**The problem:** Count up the lines below in which the string "window" appears. The reply should be that number alone.

(Stored items from a collection)
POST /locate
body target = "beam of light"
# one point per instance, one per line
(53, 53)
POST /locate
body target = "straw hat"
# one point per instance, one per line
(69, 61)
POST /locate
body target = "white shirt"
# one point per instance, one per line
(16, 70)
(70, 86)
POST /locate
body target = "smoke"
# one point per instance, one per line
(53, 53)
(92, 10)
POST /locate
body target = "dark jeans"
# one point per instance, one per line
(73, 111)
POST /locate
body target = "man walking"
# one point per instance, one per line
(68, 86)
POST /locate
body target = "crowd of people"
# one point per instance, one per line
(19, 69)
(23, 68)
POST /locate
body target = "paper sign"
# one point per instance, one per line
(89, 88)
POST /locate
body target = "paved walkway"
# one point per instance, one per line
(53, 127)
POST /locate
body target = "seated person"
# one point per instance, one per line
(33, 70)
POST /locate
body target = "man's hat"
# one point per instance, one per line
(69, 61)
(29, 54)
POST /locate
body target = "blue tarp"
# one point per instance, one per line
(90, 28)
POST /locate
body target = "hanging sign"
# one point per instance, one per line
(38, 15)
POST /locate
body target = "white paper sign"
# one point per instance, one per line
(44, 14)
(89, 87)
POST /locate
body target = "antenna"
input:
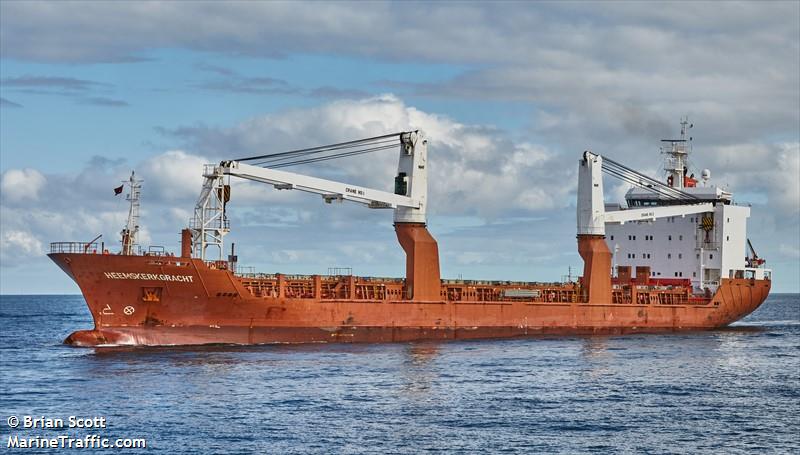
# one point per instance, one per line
(131, 229)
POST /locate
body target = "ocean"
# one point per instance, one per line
(735, 390)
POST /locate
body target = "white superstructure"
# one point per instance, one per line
(702, 247)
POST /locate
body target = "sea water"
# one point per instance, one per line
(734, 390)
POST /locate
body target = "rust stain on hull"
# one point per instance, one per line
(216, 306)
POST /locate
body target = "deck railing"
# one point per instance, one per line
(76, 247)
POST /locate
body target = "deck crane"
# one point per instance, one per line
(753, 260)
(592, 217)
(409, 200)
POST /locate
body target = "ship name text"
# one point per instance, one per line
(148, 276)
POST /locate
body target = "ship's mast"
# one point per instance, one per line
(131, 229)
(677, 151)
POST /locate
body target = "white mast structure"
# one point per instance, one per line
(131, 230)
(677, 162)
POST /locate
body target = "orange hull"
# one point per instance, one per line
(156, 300)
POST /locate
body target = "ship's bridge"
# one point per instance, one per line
(644, 197)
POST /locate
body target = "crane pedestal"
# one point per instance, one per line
(422, 261)
(596, 267)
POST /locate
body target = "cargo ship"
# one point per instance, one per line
(675, 257)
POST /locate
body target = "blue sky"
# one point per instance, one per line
(509, 93)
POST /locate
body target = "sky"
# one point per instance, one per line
(508, 94)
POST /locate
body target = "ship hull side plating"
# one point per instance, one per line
(141, 300)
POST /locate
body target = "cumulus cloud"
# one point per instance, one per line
(473, 169)
(21, 184)
(17, 246)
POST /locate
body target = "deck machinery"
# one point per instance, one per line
(199, 297)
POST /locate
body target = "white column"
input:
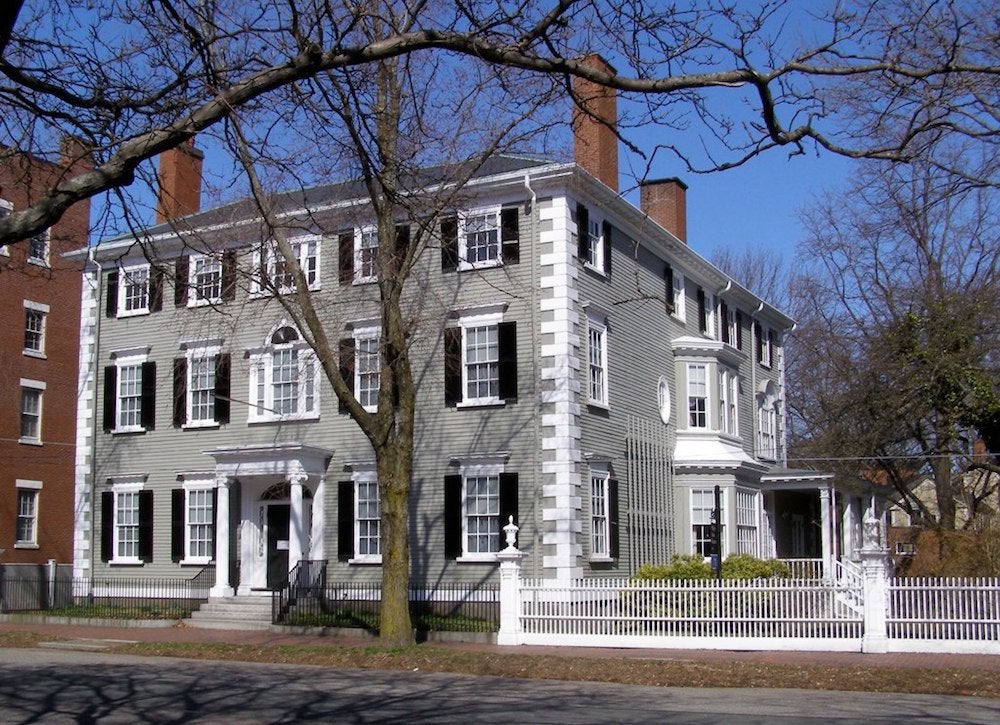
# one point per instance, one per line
(222, 587)
(827, 541)
(319, 521)
(510, 589)
(296, 529)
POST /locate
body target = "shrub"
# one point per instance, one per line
(744, 566)
(692, 566)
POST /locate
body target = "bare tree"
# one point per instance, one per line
(893, 366)
(894, 80)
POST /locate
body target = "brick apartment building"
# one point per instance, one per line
(39, 363)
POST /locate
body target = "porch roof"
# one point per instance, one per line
(795, 478)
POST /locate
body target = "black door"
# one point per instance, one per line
(277, 545)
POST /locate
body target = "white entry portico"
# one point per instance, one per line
(265, 519)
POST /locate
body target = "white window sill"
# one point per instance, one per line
(128, 429)
(198, 561)
(482, 403)
(284, 419)
(466, 266)
(200, 425)
(133, 313)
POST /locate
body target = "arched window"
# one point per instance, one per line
(284, 379)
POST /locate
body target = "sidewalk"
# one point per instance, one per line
(183, 634)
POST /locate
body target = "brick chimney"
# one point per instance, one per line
(595, 120)
(664, 201)
(180, 182)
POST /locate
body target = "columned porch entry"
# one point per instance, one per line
(269, 514)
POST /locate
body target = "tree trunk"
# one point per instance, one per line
(394, 466)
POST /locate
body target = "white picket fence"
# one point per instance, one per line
(762, 614)
(856, 608)
(944, 614)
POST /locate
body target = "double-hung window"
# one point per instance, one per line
(359, 520)
(38, 248)
(205, 286)
(480, 239)
(597, 361)
(603, 514)
(480, 360)
(747, 508)
(201, 386)
(702, 520)
(34, 328)
(275, 274)
(26, 532)
(366, 255)
(31, 411)
(697, 380)
(479, 501)
(133, 293)
(284, 379)
(729, 387)
(130, 393)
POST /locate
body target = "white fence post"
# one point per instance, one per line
(510, 588)
(875, 565)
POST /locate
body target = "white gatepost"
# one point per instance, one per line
(875, 569)
(510, 588)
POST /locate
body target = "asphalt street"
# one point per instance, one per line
(53, 686)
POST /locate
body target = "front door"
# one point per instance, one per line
(277, 544)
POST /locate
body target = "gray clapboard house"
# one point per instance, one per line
(579, 368)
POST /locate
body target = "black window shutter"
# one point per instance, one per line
(107, 525)
(508, 501)
(176, 524)
(223, 364)
(110, 397)
(146, 525)
(402, 245)
(613, 530)
(702, 311)
(346, 255)
(155, 289)
(452, 365)
(111, 299)
(668, 292)
(607, 230)
(449, 244)
(345, 520)
(148, 412)
(452, 516)
(507, 367)
(180, 391)
(347, 366)
(181, 281)
(582, 230)
(229, 275)
(510, 236)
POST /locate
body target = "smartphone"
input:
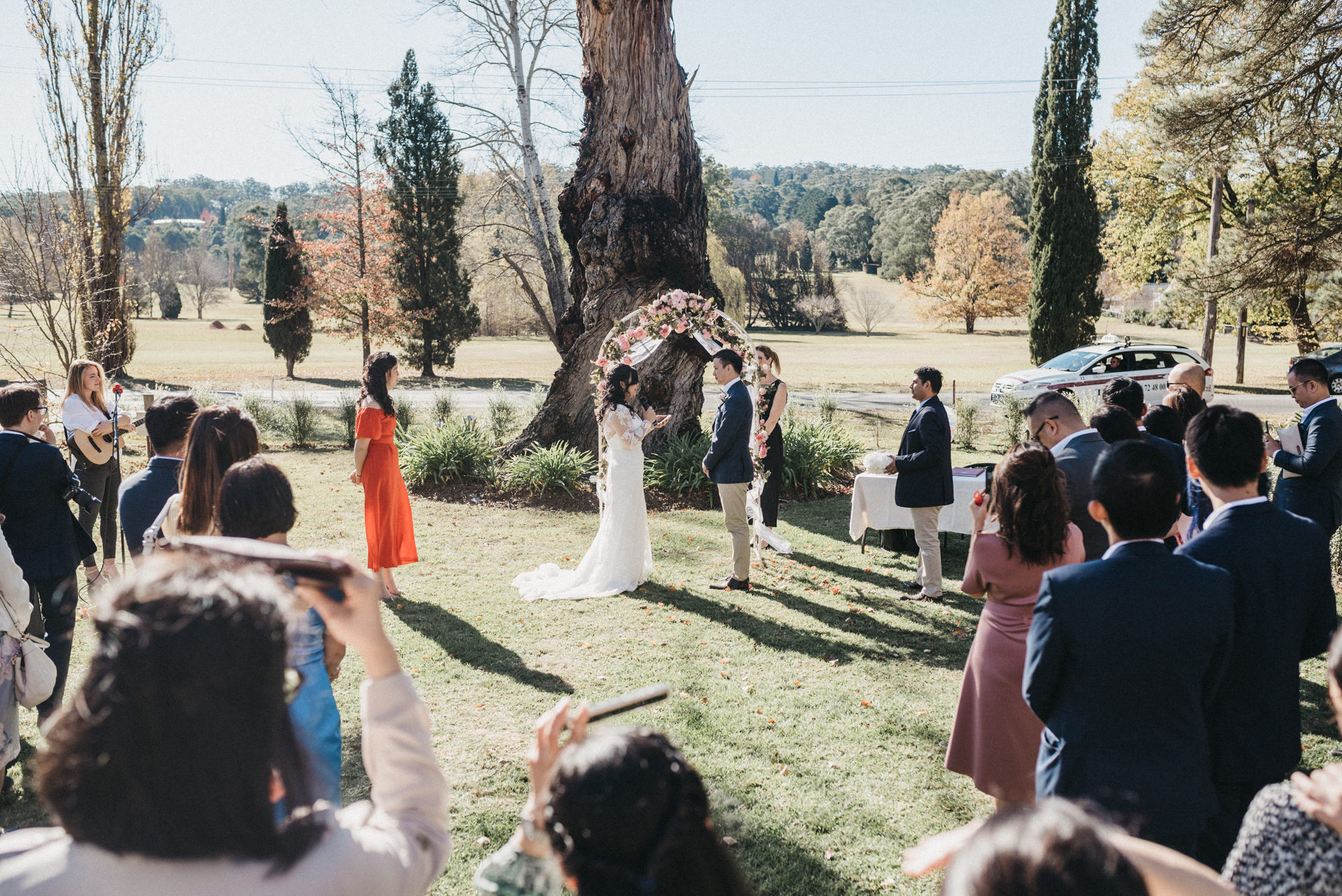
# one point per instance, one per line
(631, 700)
(281, 558)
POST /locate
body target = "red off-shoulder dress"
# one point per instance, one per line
(387, 505)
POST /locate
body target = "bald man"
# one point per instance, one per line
(1187, 375)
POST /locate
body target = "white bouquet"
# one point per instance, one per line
(876, 462)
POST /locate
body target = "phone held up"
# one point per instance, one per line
(286, 563)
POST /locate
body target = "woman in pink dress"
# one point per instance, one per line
(995, 738)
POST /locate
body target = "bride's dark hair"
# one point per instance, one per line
(616, 384)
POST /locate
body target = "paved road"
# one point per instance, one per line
(472, 400)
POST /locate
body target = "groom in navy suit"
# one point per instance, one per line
(729, 465)
(1315, 491)
(1125, 659)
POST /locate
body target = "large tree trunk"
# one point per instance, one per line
(634, 216)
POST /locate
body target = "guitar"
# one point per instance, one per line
(96, 449)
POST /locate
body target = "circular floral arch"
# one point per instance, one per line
(642, 333)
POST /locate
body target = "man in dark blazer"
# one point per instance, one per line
(1125, 658)
(729, 464)
(1315, 491)
(1057, 424)
(45, 537)
(144, 496)
(1285, 612)
(925, 483)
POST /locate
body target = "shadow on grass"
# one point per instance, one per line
(469, 646)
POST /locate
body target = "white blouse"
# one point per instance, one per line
(77, 414)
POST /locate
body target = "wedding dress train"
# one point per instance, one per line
(621, 558)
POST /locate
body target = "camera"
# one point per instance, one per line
(84, 498)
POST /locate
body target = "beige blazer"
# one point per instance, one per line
(396, 844)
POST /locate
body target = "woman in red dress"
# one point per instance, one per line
(377, 468)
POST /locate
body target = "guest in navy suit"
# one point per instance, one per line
(1125, 658)
(45, 537)
(1285, 612)
(925, 483)
(1317, 491)
(729, 464)
(144, 496)
(1057, 424)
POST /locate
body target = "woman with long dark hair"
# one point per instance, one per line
(388, 525)
(218, 439)
(621, 557)
(167, 776)
(995, 738)
(773, 401)
(615, 812)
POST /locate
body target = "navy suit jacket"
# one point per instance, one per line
(38, 522)
(1318, 491)
(1285, 612)
(729, 452)
(923, 459)
(143, 497)
(1076, 461)
(1124, 662)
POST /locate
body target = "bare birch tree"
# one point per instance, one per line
(521, 42)
(93, 55)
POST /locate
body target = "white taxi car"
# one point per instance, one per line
(1083, 372)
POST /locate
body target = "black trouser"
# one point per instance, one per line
(102, 482)
(59, 600)
(1218, 839)
(773, 482)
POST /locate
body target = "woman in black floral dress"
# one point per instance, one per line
(773, 401)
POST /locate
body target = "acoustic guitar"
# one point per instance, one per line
(96, 449)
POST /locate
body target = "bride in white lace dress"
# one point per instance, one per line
(621, 558)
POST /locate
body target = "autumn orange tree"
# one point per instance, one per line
(979, 266)
(352, 291)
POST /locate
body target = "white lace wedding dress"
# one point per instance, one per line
(621, 558)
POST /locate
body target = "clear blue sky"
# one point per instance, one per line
(869, 82)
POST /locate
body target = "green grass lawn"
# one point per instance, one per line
(816, 707)
(188, 352)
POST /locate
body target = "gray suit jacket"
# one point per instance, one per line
(1076, 461)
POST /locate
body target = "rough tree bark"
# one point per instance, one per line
(634, 216)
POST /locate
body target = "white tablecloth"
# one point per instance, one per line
(874, 506)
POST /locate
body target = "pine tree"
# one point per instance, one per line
(421, 161)
(1065, 222)
(289, 326)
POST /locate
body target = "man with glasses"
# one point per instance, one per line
(38, 523)
(1055, 423)
(1311, 482)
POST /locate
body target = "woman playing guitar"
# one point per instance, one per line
(89, 430)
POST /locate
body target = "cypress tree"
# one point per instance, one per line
(1065, 222)
(289, 325)
(421, 163)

**Answer space:** 4